Exercise goal:
Return each line in the records below that contains the string "covered".

Named-object pointing records:

==============================

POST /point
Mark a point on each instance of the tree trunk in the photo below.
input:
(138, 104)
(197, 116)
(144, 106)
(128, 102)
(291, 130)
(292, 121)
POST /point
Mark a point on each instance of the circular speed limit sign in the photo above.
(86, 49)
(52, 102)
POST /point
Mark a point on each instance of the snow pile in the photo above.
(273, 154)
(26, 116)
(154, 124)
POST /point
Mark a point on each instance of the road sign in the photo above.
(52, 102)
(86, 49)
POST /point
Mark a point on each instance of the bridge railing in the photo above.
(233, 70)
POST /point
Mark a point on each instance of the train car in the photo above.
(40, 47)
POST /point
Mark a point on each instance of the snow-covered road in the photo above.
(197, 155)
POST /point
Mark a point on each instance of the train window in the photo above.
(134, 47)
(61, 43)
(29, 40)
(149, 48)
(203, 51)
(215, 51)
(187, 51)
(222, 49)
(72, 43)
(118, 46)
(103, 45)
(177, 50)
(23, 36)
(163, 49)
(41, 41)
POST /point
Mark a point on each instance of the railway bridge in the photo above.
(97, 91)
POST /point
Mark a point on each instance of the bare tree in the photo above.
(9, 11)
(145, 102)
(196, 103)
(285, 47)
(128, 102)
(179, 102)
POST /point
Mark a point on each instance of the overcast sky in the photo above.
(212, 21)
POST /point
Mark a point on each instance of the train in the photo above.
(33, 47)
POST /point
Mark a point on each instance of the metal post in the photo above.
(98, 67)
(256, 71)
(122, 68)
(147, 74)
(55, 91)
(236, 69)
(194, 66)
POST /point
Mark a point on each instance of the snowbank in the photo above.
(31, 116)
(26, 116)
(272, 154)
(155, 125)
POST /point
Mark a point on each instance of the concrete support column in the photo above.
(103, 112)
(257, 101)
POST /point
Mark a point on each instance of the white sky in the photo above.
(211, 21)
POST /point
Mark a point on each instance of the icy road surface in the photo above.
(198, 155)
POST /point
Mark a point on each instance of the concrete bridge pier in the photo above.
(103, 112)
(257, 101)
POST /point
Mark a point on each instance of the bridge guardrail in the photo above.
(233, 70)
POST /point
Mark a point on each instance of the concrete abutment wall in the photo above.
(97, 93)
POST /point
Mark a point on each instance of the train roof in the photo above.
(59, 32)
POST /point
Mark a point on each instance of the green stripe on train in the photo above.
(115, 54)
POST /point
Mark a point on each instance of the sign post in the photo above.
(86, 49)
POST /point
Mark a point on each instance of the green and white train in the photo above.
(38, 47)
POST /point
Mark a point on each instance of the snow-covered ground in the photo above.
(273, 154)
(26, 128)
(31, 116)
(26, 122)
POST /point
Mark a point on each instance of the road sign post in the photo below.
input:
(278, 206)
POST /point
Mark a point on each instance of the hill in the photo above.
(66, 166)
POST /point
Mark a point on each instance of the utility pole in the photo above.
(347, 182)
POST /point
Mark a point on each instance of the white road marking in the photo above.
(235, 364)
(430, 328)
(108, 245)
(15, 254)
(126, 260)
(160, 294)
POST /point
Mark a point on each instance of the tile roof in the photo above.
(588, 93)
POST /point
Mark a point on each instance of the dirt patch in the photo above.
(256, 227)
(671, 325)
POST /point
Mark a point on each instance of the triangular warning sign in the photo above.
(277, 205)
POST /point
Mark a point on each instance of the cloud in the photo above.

==============================

Answer for the task:
Mark a point on each instance of the snow-covered road in the photo above.
Mark a point on each instance of the snow-covered ground in the photo above.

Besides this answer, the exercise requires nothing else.